# Given records
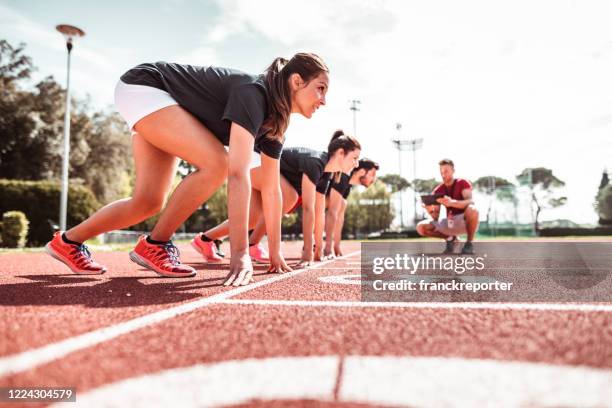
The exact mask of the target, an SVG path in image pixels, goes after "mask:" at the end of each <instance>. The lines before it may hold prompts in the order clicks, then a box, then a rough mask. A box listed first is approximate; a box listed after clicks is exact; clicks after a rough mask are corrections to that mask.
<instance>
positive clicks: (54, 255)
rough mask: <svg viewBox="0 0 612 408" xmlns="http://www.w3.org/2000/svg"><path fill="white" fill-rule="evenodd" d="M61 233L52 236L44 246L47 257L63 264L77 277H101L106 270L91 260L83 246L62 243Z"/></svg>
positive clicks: (85, 245) (99, 264)
mask: <svg viewBox="0 0 612 408" xmlns="http://www.w3.org/2000/svg"><path fill="white" fill-rule="evenodd" d="M62 234H63V231H58V232H56V233H55V234H53V238H52V239H51V241H49V242H48V243H47V245H45V250H46V251H47V253H48V254H49V255H51V256H52V257H53V258H55V259H57V260H58V261H60V262H62V263H63V264H65V265H66V266H67V267H68V268H70V270H71V271H72V272H74V273H76V274H78V275H101V274H103V273H104V272H106V268H105V267H104V266H102V265H100V264H99V263H97V262H94V260H93V259H91V253H90V252H89V249H88V248H87V246H86V245H85V244H81V245H74V244H69V243H67V242H64V240H63V239H62Z"/></svg>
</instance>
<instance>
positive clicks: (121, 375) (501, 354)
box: [0, 242, 612, 407]
mask: <svg viewBox="0 0 612 408" xmlns="http://www.w3.org/2000/svg"><path fill="white" fill-rule="evenodd" d="M284 245H285V247H284V252H285V254H286V256H287V258H288V259H290V260H293V261H295V260H296V259H297V258H298V257H299V253H300V245H301V243H285V244H284ZM226 249H227V248H226ZM343 249H344V252H345V254H347V255H345V257H344V258H342V259H337V260H333V261H328V262H324V263H321V264H317V265H314V266H313V267H310V268H309V269H307V270H297V271H295V272H293V273H289V274H284V275H277V274H268V273H266V272H265V266H263V265H261V266H256V275H255V280H256V284H253V285H249V286H246V287H241V288H226V287H223V286H222V285H221V283H222V282H223V277H224V276H225V274H226V273H227V270H228V263H227V261H226V262H224V263H222V264H216V265H212V264H205V263H203V262H202V261H201V258H200V256H199V255H198V254H197V253H196V252H195V251H193V250H192V249H191V248H189V247H188V246H184V247H182V248H181V252H182V260H183V262H185V263H187V264H190V265H192V266H194V267H195V268H196V269H197V270H198V275H197V276H196V277H194V278H190V279H165V278H159V277H157V276H155V275H153V274H152V273H150V272H148V271H145V270H143V269H142V268H140V267H139V266H137V265H135V264H133V263H131V262H130V261H129V260H128V255H127V253H126V252H121V253H120V252H108V253H97V254H95V257H96V259H97V260H98V261H100V262H102V263H104V264H105V265H106V266H107V267H108V268H109V272H108V273H107V274H105V275H102V276H94V277H84V276H76V275H73V274H72V273H70V271H69V270H68V269H67V268H65V267H64V266H63V265H61V264H60V263H58V262H57V261H55V260H52V259H51V258H49V257H48V256H47V255H45V254H43V253H34V254H4V255H1V256H0V261H1V264H0V265H1V267H0V270H1V272H2V273H1V274H0V283H1V286H0V333H2V334H1V337H0V339H1V342H0V353H1V357H0V387H27V386H30V387H43V386H44V387H55V386H57V387H75V388H76V390H77V404H76V405H77V406H86V407H90V406H143V407H151V406H168V405H174V406H209V405H210V406H240V407H243V406H244V407H246V406H249V407H260V406H274V407H276V406H308V407H312V406H317V407H319V406H322V407H349V406H356V407H369V406H400V405H403V406H423V407H431V406H492V407H500V406H593V407H600V406H612V304H601V303H599V304H596V305H567V304H566V305H554V304H506V305H499V304H497V305H487V304H420V305H416V304H367V303H361V302H359V299H360V292H359V286H358V285H350V284H346V283H343V282H345V281H347V280H350V279H354V278H353V276H354V275H357V274H359V268H360V259H361V258H360V253H359V250H360V245H359V243H355V242H352V243H348V244H345V245H344V247H343ZM1 404H2V403H0V405H1ZM5 405H6V406H10V407H15V406H19V405H23V406H41V404H40V403H30V404H27V403H26V404H17V403H10V404H5ZM58 406H59V405H58ZM61 406H66V405H65V404H63V405H61ZM68 406H74V405H68Z"/></svg>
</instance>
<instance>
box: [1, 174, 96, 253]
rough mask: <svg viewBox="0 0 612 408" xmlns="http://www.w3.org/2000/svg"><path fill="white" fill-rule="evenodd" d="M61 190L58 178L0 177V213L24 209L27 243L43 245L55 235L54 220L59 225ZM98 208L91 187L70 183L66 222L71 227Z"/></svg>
mask: <svg viewBox="0 0 612 408" xmlns="http://www.w3.org/2000/svg"><path fill="white" fill-rule="evenodd" d="M60 191H61V188H60V184H59V182H57V181H22V180H6V179H0V214H1V213H5V212H7V211H15V210H18V211H22V212H23V213H24V214H25V215H26V217H27V219H28V220H29V221H30V231H29V233H30V234H29V237H28V246H40V245H43V244H44V243H45V242H47V241H48V240H49V239H50V238H51V236H52V234H53V229H52V226H51V223H56V224H59V205H60ZM99 207H100V204H99V203H98V201H97V200H96V198H95V197H94V195H93V193H92V192H91V190H90V189H88V188H87V187H84V186H70V188H69V189H68V215H67V221H66V222H67V225H68V227H72V226H74V225H76V224H78V223H80V222H81V221H83V220H85V219H86V218H87V217H89V216H90V215H91V214H93V212H94V211H96V210H97V209H98V208H99Z"/></svg>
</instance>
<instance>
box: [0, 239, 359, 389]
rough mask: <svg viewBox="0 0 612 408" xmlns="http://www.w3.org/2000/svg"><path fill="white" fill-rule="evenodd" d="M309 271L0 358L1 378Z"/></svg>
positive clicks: (227, 290) (295, 271) (228, 291)
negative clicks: (197, 309) (284, 279)
mask: <svg viewBox="0 0 612 408" xmlns="http://www.w3.org/2000/svg"><path fill="white" fill-rule="evenodd" d="M359 252H360V251H355V252H351V253H349V254H347V255H344V256H343V257H339V258H335V259H330V260H328V261H323V262H321V263H319V264H317V265H316V266H321V265H326V264H329V263H332V262H334V261H336V260H338V259H343V258H344V257H349V256H352V255H355V254H357V253H359ZM308 270H311V268H310V267H306V268H302V269H297V270H294V271H293V272H287V273H284V274H281V275H277V276H274V277H272V278H270V279H266V280H262V281H259V282H256V283H252V284H250V285H247V286H240V287H236V288H234V289H231V290H226V291H224V292H221V293H218V294H216V295H212V296H209V297H206V298H202V299H198V300H195V301H192V302H189V303H184V304H181V305H178V306H174V307H171V308H168V309H163V310H159V311H157V312H153V313H150V314H146V315H143V316H140V317H137V318H134V319H131V320H127V321H125V322H121V323H117V324H114V325H111V326H107V327H102V328H100V329H96V330H93V331H90V332H87V333H83V334H80V335H77V336H74V337H69V338H67V339H64V340H60V341H58V342H55V343H50V344H47V345H45V346H42V347H38V348H34V349H31V350H26V351H23V352H21V353H17V354H13V355H8V356H4V357H2V358H0V377H3V376H6V375H9V374H15V373H19V372H22V371H27V370H30V369H32V368H34V367H37V366H39V365H41V364H45V363H48V362H50V361H53V360H57V359H59V358H62V357H64V356H66V355H68V354H71V353H74V352H75V351H79V350H83V349H85V348H88V347H92V346H94V345H96V344H100V343H103V342H105V341H107V340H111V339H113V338H115V337H118V336H121V335H123V334H126V333H130V332H133V331H135V330H139V329H142V328H144V327H147V326H150V325H153V324H156V323H160V322H163V321H164V320H168V319H172V318H174V317H176V316H179V315H182V314H185V313H188V312H192V311H194V310H197V309H200V308H203V307H206V306H209V305H214V304H218V303H220V302H221V301H223V300H226V299H228V298H230V297H232V296H236V295H240V294H242V293H245V292H248V291H250V290H253V289H257V288H260V287H262V286H266V285H269V284H271V283H275V282H278V281H281V280H284V279H288V278H291V277H293V276H296V275H299V274H301V273H304V272H306V271H308Z"/></svg>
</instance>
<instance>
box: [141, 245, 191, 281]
mask: <svg viewBox="0 0 612 408" xmlns="http://www.w3.org/2000/svg"><path fill="white" fill-rule="evenodd" d="M179 256H180V253H179V250H178V248H177V247H176V246H174V244H173V243H172V241H168V242H167V243H165V244H163V245H155V244H150V243H148V242H147V236H146V235H141V236H140V238H138V243H137V244H136V248H134V250H133V251H132V252H130V259H131V260H132V262H135V263H137V264H138V265H140V266H142V267H143V268H147V269H150V270H152V271H153V272H155V273H157V274H159V275H161V276H166V277H169V278H189V277H191V276H195V274H196V271H195V269H193V268H192V267H191V266H188V265H183V264H181V261H180V260H179Z"/></svg>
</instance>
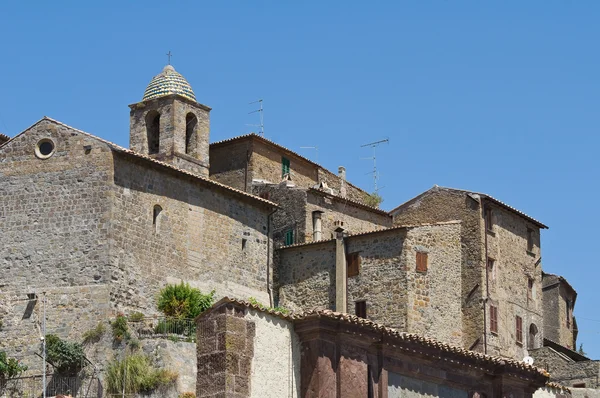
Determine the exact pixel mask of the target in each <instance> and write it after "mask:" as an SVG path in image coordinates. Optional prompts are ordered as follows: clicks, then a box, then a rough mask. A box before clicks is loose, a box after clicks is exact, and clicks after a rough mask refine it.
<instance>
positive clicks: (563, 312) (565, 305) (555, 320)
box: [542, 272, 577, 350]
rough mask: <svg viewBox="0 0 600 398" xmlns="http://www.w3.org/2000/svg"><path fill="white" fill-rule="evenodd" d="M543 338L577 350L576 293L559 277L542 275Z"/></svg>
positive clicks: (571, 288) (542, 273)
mask: <svg viewBox="0 0 600 398" xmlns="http://www.w3.org/2000/svg"><path fill="white" fill-rule="evenodd" d="M542 292H543V299H544V338H546V339H548V340H551V341H553V342H556V343H558V344H560V345H562V346H564V347H566V348H570V349H573V350H575V349H577V324H576V323H575V317H574V316H573V310H574V308H575V300H576V299H577V292H576V291H575V289H573V287H572V286H571V285H570V284H569V282H567V280H566V279H565V278H563V277H562V276H559V275H553V274H547V273H545V272H543V273H542Z"/></svg>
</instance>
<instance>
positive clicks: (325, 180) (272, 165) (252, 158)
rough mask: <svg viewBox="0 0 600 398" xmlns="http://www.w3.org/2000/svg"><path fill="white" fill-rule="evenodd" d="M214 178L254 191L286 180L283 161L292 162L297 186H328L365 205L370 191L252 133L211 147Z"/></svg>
mask: <svg viewBox="0 0 600 398" xmlns="http://www.w3.org/2000/svg"><path fill="white" fill-rule="evenodd" d="M210 158H211V164H210V178H212V179H214V180H215V181H218V182H221V183H223V184H226V185H229V186H231V187H234V188H237V189H240V190H244V191H246V192H250V191H251V189H252V184H253V183H268V184H278V183H279V182H281V181H282V178H283V173H282V171H283V170H282V158H286V159H288V160H289V167H290V172H289V174H290V178H291V181H292V182H293V183H294V185H295V186H297V187H302V188H311V187H314V186H315V185H318V184H319V183H325V184H326V185H327V186H329V187H330V188H331V189H333V190H334V191H335V192H336V193H337V194H340V193H341V194H340V196H343V197H346V198H348V199H350V200H353V201H356V202H360V203H364V201H365V197H366V195H368V194H367V192H365V191H363V190H362V189H360V188H358V187H356V186H355V185H352V184H351V183H349V182H348V181H346V177H345V172H343V173H342V176H340V175H336V174H333V173H332V172H330V171H329V170H327V169H325V168H323V167H322V166H320V165H318V164H316V163H314V162H312V161H310V160H308V159H307V158H305V157H303V156H300V155H299V154H297V153H295V152H293V151H291V150H289V149H287V148H284V147H282V146H281V145H278V144H276V143H274V142H272V141H270V140H267V139H265V138H263V137H261V136H259V135H257V134H248V135H244V136H240V137H235V138H231V139H228V140H224V141H220V142H216V143H213V144H211V145H210Z"/></svg>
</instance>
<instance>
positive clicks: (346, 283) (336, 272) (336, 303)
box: [335, 227, 348, 313]
mask: <svg viewBox="0 0 600 398" xmlns="http://www.w3.org/2000/svg"><path fill="white" fill-rule="evenodd" d="M344 238H345V233H344V228H341V227H338V228H336V229H335V310H336V312H342V313H347V312H348V309H347V296H348V291H347V270H346V248H345V244H344Z"/></svg>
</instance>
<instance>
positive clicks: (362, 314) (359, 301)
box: [354, 301, 367, 319]
mask: <svg viewBox="0 0 600 398" xmlns="http://www.w3.org/2000/svg"><path fill="white" fill-rule="evenodd" d="M354 310H355V311H354V313H355V314H356V316H358V317H360V318H365V319H366V318H367V302H366V301H357V302H356V303H354Z"/></svg>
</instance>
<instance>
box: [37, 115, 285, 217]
mask: <svg viewBox="0 0 600 398" xmlns="http://www.w3.org/2000/svg"><path fill="white" fill-rule="evenodd" d="M43 120H48V121H50V122H52V123H56V124H58V125H60V126H63V127H66V128H68V129H71V130H74V131H76V132H78V133H80V134H84V135H86V136H88V137H91V138H94V139H96V140H98V141H100V142H103V143H104V144H106V145H108V146H109V147H110V148H111V149H113V150H115V151H117V152H121V153H124V154H127V155H131V156H133V157H136V158H138V159H143V160H146V161H150V162H152V163H155V164H157V165H160V166H163V167H166V168H168V169H171V170H174V171H177V172H179V173H182V174H185V175H188V176H190V177H194V178H196V179H198V180H200V181H203V182H205V183H208V184H211V185H214V186H218V187H219V188H222V189H224V190H226V191H230V192H234V193H236V194H238V195H242V196H245V197H247V198H249V199H253V200H256V201H259V202H263V203H265V204H268V205H270V206H272V207H279V206H278V205H277V204H276V203H273V202H271V201H269V200H266V199H263V198H261V197H259V196H255V195H251V194H249V193H247V192H244V191H240V190H239V189H235V188H232V187H230V186H228V185H225V184H221V183H220V182H217V181H213V180H211V179H210V178H205V177H202V176H200V175H198V174H195V173H192V172H189V171H187V170H183V169H180V168H179V167H175V166H173V165H171V164H169V163H165V162H162V161H160V160H156V159H153V158H151V157H150V156H147V155H144V154H141V153H139V152H135V151H132V150H131V149H127V148H124V147H122V146H120V145H117V144H115V143H114V142H110V141H107V140H105V139H103V138H100V137H98V136H95V135H93V134H90V133H88V132H85V131H83V130H79V129H77V128H75V127H72V126H69V125H68V124H65V123H62V122H59V121H58V120H55V119H52V118H50V117H48V116H44V117H43V118H42V119H41V120H39V121H38V122H36V123H35V124H33V125H32V126H31V127H33V126H35V125H36V124H38V123H40V122H42V121H43ZM31 127H29V128H28V129H27V130H29V129H31ZM27 130H25V131H27Z"/></svg>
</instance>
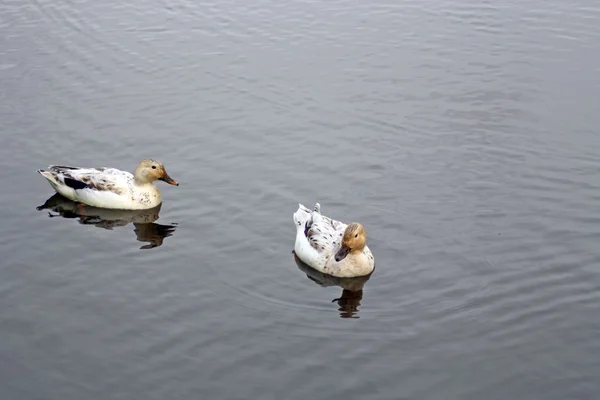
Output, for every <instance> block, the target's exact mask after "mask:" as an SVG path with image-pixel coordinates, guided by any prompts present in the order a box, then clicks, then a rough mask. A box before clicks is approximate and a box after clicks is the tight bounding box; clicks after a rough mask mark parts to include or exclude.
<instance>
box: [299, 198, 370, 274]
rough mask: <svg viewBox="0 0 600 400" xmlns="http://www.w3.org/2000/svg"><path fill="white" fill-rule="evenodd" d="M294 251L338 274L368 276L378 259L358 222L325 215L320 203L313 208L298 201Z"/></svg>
mask: <svg viewBox="0 0 600 400" xmlns="http://www.w3.org/2000/svg"><path fill="white" fill-rule="evenodd" d="M293 219H294V223H295V225H296V241H295V244H294V252H295V253H296V256H297V257H298V258H299V259H300V260H301V261H302V262H304V263H305V264H307V265H308V266H310V267H311V268H314V269H315V270H317V271H319V272H321V273H323V274H327V275H331V276H334V277H339V278H352V277H358V276H366V275H369V274H371V273H372V272H373V269H374V268H375V260H374V258H373V254H372V253H371V250H370V249H369V248H368V247H367V245H366V233H365V232H364V229H363V227H362V225H360V224H358V223H352V224H349V225H347V224H345V223H343V222H340V221H336V220H334V219H331V218H329V217H326V216H324V215H322V214H321V212H320V205H319V204H318V203H317V204H316V205H315V207H314V209H313V210H310V209H308V208H306V207H305V206H303V205H302V204H299V205H298V210H297V211H296V212H295V213H294V216H293Z"/></svg>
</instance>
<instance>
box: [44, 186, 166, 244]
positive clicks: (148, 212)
mask: <svg viewBox="0 0 600 400" xmlns="http://www.w3.org/2000/svg"><path fill="white" fill-rule="evenodd" d="M160 207H161V205H159V206H158V207H155V208H152V209H149V210H111V209H104V208H97V207H91V206H87V205H83V204H81V203H75V202H73V201H71V200H69V199H67V198H65V197H63V196H61V195H60V194H55V195H54V196H52V197H50V198H49V199H48V200H46V202H45V203H44V204H42V205H41V206H39V207H36V209H37V210H38V211H41V210H49V211H48V216H49V217H50V218H54V217H63V218H72V219H79V221H78V222H79V223H80V224H83V225H93V226H96V227H98V228H104V229H109V230H112V229H113V228H118V227H123V226H127V225H129V224H130V223H133V226H134V229H133V231H134V232H135V235H136V237H137V240H138V241H140V242H145V243H148V244H146V245H144V246H142V247H140V249H142V250H145V249H153V248H155V247H159V246H161V245H162V244H163V241H164V240H165V238H167V237H169V236H172V235H173V233H174V232H175V229H176V228H177V226H176V225H161V224H157V223H154V221H156V220H157V219H158V214H159V212H160ZM51 211H54V212H55V213H57V214H53V213H52V212H51Z"/></svg>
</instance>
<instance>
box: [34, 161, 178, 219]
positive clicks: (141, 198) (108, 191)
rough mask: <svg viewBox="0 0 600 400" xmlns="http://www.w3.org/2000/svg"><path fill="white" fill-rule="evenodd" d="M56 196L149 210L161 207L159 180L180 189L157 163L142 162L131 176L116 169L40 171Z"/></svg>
mask: <svg viewBox="0 0 600 400" xmlns="http://www.w3.org/2000/svg"><path fill="white" fill-rule="evenodd" d="M37 172H38V173H40V174H41V175H42V176H43V177H44V178H46V179H47V180H48V182H49V183H50V186H52V188H53V189H54V190H56V192H57V193H59V194H60V195H62V196H64V197H66V198H67V199H69V200H72V201H75V202H78V203H81V204H86V205H89V206H92V207H98V208H107V209H118V210H147V209H151V208H154V207H157V206H158V205H160V204H162V196H161V194H160V190H158V187H156V185H154V182H155V181H157V180H161V181H164V182H166V183H168V184H170V185H174V186H179V183H177V182H176V181H174V180H173V179H172V178H171V177H170V176H169V174H167V171H166V169H165V166H164V165H163V164H162V163H161V162H159V161H156V160H153V159H145V160H142V161H141V162H140V163H139V164H138V166H137V168H136V169H135V172H134V173H133V174H131V173H130V172H127V171H121V170H119V169H116V168H106V167H104V168H80V167H69V166H64V165H50V166H49V167H48V170H43V169H40V170H38V171H37Z"/></svg>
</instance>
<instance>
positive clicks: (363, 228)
mask: <svg viewBox="0 0 600 400" xmlns="http://www.w3.org/2000/svg"><path fill="white" fill-rule="evenodd" d="M366 245H367V232H365V228H364V227H363V226H362V225H361V224H359V223H358V222H353V223H351V224H349V225H348V226H347V227H346V230H345V231H344V236H343V237H342V246H341V247H340V249H339V250H338V251H337V253H335V261H337V262H340V261H342V260H343V259H344V258H346V256H347V255H348V254H350V253H352V252H354V251H358V252H360V251H362V250H363V249H364V248H365V246H366Z"/></svg>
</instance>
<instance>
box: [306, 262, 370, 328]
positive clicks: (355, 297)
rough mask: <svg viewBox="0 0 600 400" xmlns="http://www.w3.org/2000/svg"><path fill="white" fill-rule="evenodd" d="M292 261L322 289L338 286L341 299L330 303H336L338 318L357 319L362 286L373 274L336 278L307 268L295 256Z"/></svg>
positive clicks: (308, 266) (306, 266)
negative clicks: (353, 318) (343, 277)
mask: <svg viewBox="0 0 600 400" xmlns="http://www.w3.org/2000/svg"><path fill="white" fill-rule="evenodd" d="M294 261H296V265H297V266H298V269H300V271H302V272H304V273H305V274H306V277H307V278H308V279H310V280H311V281H313V282H314V283H316V284H317V285H319V286H322V287H328V286H339V287H341V288H342V295H341V297H339V298H337V299H333V300H332V301H331V302H332V303H333V302H337V303H338V305H339V308H338V310H339V312H340V318H359V316H358V306H360V301H361V300H362V295H363V286H364V285H365V283H367V281H368V280H369V279H371V275H373V273H371V274H369V275H366V276H359V277H356V278H337V277H335V276H331V275H326V274H324V273H322V272H319V271H317V270H316V269H314V268H311V267H309V266H308V265H307V264H305V263H304V262H302V261H301V260H300V259H299V258H298V257H297V256H296V254H294Z"/></svg>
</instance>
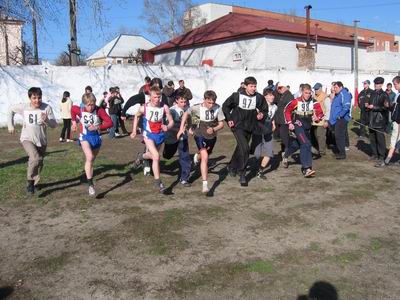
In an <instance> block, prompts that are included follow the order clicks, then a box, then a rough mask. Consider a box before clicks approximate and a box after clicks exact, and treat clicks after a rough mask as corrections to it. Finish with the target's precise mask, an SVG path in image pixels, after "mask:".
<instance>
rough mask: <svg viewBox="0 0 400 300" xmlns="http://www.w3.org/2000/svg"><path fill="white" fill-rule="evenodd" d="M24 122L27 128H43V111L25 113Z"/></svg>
mask: <svg viewBox="0 0 400 300" xmlns="http://www.w3.org/2000/svg"><path fill="white" fill-rule="evenodd" d="M24 122H25V125H26V126H41V125H42V124H43V121H42V111H41V110H30V111H24Z"/></svg>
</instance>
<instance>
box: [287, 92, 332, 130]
mask: <svg viewBox="0 0 400 300" xmlns="http://www.w3.org/2000/svg"><path fill="white" fill-rule="evenodd" d="M284 115H285V122H286V124H290V123H294V122H295V121H300V122H302V123H304V122H307V123H310V126H311V123H312V117H313V115H314V116H316V117H317V119H318V120H322V118H323V117H324V113H323V111H322V107H321V105H320V104H319V103H318V101H316V100H314V99H312V98H310V100H309V101H305V100H304V99H303V98H302V97H299V98H296V99H294V100H292V101H290V102H289V103H288V104H287V105H286V107H285V110H284ZM293 117H294V120H293Z"/></svg>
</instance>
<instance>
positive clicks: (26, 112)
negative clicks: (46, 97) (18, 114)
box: [8, 103, 57, 147]
mask: <svg viewBox="0 0 400 300" xmlns="http://www.w3.org/2000/svg"><path fill="white" fill-rule="evenodd" d="M15 114H20V115H21V116H22V118H23V121H22V131H21V137H20V141H21V142H23V141H30V142H32V143H33V144H34V145H36V146H38V147H42V146H46V145H47V131H46V130H47V127H48V126H49V127H51V128H55V127H56V126H57V121H56V118H55V116H54V113H53V109H52V108H51V106H50V105H48V104H46V103H42V104H41V105H40V107H39V108H33V107H32V106H31V104H30V103H21V104H17V105H13V106H11V107H10V108H9V111H8V130H14V116H15ZM42 114H46V116H47V119H46V121H43V120H42Z"/></svg>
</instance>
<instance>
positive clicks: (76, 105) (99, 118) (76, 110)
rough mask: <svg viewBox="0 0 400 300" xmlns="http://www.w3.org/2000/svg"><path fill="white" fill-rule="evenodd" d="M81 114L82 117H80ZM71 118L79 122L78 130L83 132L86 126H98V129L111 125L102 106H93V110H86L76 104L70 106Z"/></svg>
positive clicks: (111, 126)
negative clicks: (91, 110) (89, 111)
mask: <svg viewBox="0 0 400 300" xmlns="http://www.w3.org/2000/svg"><path fill="white" fill-rule="evenodd" d="M82 115H83V118H82ZM71 116H72V120H76V121H80V122H79V132H80V133H83V134H85V133H86V129H85V128H86V127H87V126H90V125H95V126H98V127H99V129H100V130H105V129H107V128H110V127H112V126H113V123H112V120H111V118H110V116H109V115H108V114H107V113H106V111H105V110H104V108H101V107H97V106H96V107H95V109H94V110H93V112H91V113H90V112H88V111H86V109H85V108H84V107H82V108H81V107H79V106H77V105H74V106H72V108H71Z"/></svg>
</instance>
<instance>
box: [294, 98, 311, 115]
mask: <svg viewBox="0 0 400 300" xmlns="http://www.w3.org/2000/svg"><path fill="white" fill-rule="evenodd" d="M313 111H314V108H313V102H312V101H308V102H305V101H304V102H297V112H298V113H312V112H313Z"/></svg>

# Exercise objective
As the answer, set down only the lines from the data above between the one holding "114L82 117H80ZM71 118L79" and the one holding "positive clicks: (111, 126)", inclusive, exactly as they read.

# Reply to the task
rough mask: <svg viewBox="0 0 400 300" xmlns="http://www.w3.org/2000/svg"><path fill="white" fill-rule="evenodd" d="M81 114L82 117H80ZM71 118L79 122L78 130L83 132L86 126H98V129L111 125L102 106H93V110H86L76 104L70 106Z"/></svg>
positive clicks: (111, 126)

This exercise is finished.